Excerpts from location labeling data
◇ ◇ ◇ ◇
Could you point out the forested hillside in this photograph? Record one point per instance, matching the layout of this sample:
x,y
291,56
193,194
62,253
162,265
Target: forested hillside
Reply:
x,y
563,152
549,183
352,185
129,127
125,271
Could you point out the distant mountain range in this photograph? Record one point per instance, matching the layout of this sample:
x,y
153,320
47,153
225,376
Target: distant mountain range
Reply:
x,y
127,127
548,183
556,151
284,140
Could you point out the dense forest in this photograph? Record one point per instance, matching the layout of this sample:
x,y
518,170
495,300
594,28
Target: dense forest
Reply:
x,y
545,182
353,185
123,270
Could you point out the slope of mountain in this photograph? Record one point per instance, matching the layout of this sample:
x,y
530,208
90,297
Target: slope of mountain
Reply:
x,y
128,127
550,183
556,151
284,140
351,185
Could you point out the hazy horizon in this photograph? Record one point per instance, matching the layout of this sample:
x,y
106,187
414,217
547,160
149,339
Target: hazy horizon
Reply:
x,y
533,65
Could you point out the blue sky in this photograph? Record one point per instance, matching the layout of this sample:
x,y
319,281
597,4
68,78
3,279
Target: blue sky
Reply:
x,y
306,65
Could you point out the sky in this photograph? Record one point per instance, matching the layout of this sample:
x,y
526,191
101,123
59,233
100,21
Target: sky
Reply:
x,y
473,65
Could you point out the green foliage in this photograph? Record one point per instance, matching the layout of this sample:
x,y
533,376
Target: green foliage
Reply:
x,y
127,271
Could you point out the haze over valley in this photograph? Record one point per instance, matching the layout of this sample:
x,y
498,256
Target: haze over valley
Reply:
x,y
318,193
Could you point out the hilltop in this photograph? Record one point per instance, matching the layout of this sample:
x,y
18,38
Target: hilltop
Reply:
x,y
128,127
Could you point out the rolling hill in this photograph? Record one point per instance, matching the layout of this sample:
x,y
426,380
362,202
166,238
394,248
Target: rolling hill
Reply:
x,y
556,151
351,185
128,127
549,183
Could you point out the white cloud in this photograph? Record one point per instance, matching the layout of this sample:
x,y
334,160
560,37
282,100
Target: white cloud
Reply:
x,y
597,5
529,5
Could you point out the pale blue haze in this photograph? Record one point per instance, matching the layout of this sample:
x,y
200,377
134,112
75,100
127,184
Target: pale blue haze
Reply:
◇ ◇ ◇ ◇
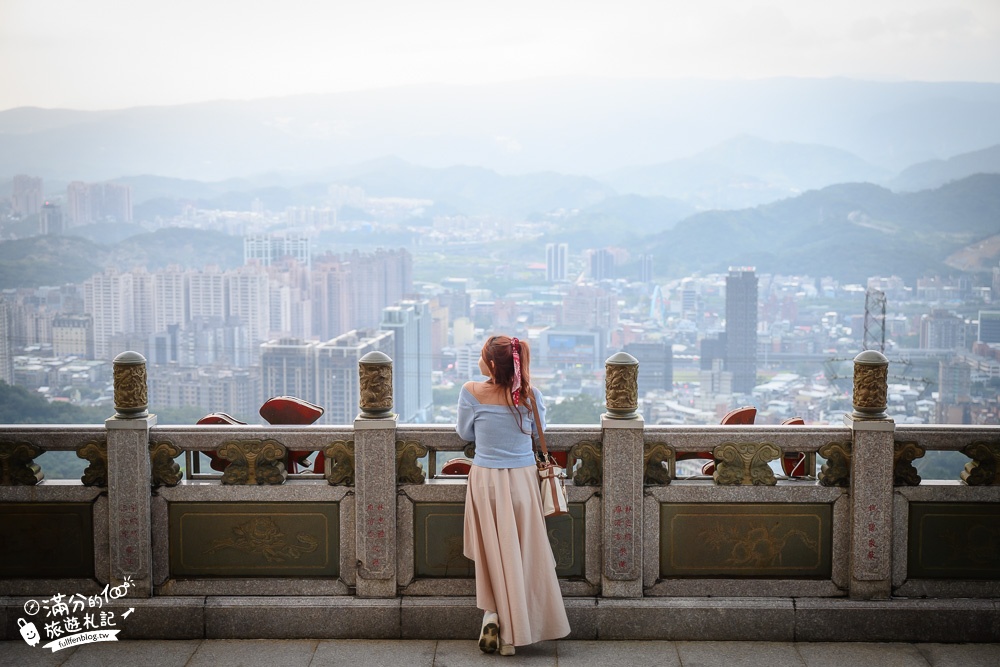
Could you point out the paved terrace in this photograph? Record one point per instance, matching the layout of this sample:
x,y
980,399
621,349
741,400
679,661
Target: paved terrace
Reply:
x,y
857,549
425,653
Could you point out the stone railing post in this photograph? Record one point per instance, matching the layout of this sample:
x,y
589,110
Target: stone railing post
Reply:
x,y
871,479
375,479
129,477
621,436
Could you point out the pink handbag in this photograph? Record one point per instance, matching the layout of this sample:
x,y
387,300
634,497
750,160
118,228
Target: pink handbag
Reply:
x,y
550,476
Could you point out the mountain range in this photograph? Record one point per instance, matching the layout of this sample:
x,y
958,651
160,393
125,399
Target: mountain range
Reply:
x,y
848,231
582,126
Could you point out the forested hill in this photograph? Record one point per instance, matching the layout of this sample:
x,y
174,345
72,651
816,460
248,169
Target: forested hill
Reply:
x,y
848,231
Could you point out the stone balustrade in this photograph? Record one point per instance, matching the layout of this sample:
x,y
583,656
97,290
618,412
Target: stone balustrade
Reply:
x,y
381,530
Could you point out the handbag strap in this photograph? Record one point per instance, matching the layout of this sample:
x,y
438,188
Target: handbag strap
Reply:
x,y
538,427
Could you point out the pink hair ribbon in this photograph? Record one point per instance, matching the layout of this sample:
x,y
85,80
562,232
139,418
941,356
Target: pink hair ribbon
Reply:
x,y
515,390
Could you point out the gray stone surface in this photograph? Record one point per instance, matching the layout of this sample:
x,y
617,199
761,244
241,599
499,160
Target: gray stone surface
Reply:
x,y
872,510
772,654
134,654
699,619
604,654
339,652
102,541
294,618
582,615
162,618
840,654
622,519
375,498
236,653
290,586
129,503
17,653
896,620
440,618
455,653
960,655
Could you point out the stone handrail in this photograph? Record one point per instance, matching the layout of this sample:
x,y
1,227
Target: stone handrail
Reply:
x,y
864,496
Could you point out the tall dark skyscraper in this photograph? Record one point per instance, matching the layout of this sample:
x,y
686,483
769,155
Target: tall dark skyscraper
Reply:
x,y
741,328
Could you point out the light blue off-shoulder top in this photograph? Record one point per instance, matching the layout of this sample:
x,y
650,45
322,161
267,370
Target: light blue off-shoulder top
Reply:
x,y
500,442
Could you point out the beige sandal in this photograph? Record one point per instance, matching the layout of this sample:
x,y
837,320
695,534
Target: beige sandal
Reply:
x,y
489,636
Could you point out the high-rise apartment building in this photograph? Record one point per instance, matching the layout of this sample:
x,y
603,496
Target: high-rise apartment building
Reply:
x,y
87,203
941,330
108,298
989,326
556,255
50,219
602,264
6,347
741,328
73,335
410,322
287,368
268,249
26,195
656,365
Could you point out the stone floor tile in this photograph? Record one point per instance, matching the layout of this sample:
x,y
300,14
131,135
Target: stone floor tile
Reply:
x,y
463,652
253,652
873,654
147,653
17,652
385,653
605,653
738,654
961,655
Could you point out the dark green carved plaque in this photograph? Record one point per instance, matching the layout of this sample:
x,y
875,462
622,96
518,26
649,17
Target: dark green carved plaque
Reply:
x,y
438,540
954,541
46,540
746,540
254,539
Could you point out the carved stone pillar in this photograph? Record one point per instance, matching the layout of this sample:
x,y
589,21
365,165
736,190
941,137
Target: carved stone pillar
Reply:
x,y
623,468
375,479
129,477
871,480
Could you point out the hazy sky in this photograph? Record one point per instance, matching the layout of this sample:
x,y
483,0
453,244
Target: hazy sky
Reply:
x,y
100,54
◇ ◇ ◇ ◇
> [What needs to be done]: Report every line above that contains the word "pink", copying each such line in full.

> [Result of the exercise]:
Could you point out the pink handbag in this photograph? Record one point per instance, matching the layout of this sample:
Target: pink handbag
Could you point out the pink hair ribbon in this photograph? Record one point per instance, matching the layout of this sample:
Target: pink hair ribbon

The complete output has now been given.